**What the task requires**
Change "flower" to "blossom" in the listing. Start at the line that contains "Can you find the pink", stop after the line that contains "[[706, 570]]", and write out only those lines with nothing else altered.
** Begin Data records **
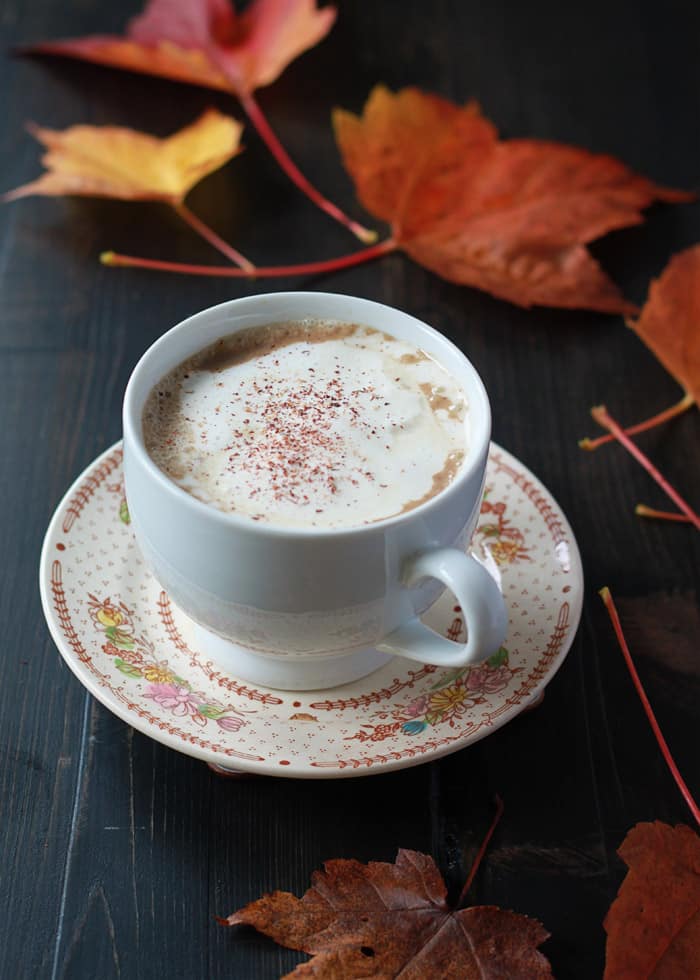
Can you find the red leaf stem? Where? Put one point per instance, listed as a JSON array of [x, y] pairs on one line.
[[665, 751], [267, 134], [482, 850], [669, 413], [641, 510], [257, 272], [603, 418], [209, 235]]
** End Data records **
** Begin Data records **
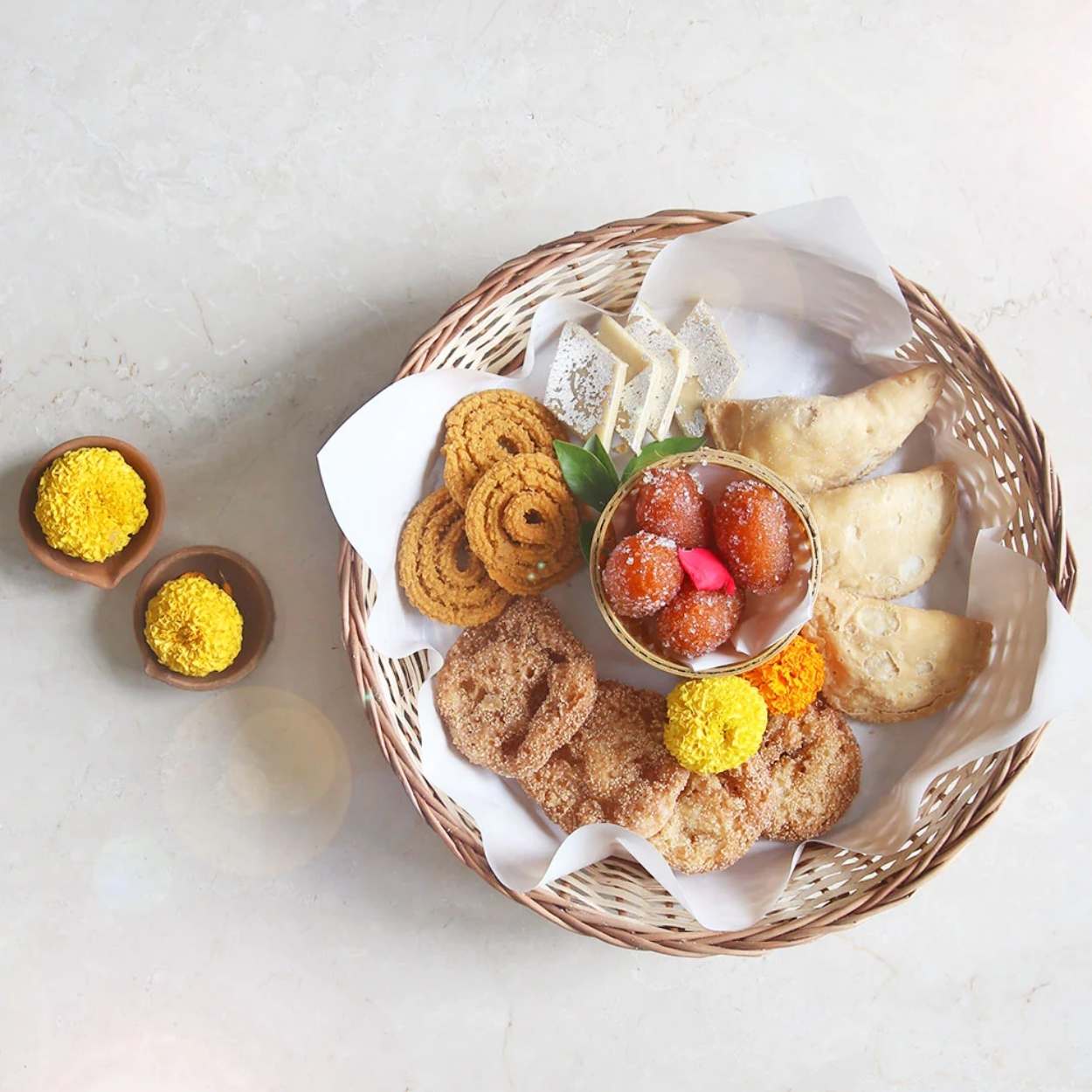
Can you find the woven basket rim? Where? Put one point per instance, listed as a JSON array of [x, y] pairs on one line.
** End Data records **
** Begin Data records **
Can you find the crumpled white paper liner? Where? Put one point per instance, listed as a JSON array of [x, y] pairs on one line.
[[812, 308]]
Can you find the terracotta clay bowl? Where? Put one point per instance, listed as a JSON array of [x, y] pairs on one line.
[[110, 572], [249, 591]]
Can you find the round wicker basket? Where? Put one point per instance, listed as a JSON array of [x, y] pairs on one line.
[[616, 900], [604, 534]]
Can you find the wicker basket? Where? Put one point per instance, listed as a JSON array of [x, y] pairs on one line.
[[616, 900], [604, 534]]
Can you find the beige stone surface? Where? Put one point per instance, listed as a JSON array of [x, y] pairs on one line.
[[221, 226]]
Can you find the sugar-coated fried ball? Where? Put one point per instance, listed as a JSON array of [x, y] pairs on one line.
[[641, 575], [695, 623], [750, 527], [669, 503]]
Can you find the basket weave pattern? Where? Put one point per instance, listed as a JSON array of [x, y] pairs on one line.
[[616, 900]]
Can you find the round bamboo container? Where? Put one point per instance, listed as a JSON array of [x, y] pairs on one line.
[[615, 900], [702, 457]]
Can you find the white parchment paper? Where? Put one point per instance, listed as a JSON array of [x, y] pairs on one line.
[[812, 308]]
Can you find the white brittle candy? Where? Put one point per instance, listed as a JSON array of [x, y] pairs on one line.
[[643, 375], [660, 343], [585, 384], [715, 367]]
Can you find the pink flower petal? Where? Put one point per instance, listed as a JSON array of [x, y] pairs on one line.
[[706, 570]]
** End Data records **
**Solution to the exercise**
Can you find the pink blossom petal? Where? Put one point per instance, listed as a JSON array of [x, y] pairs on one line.
[[706, 570]]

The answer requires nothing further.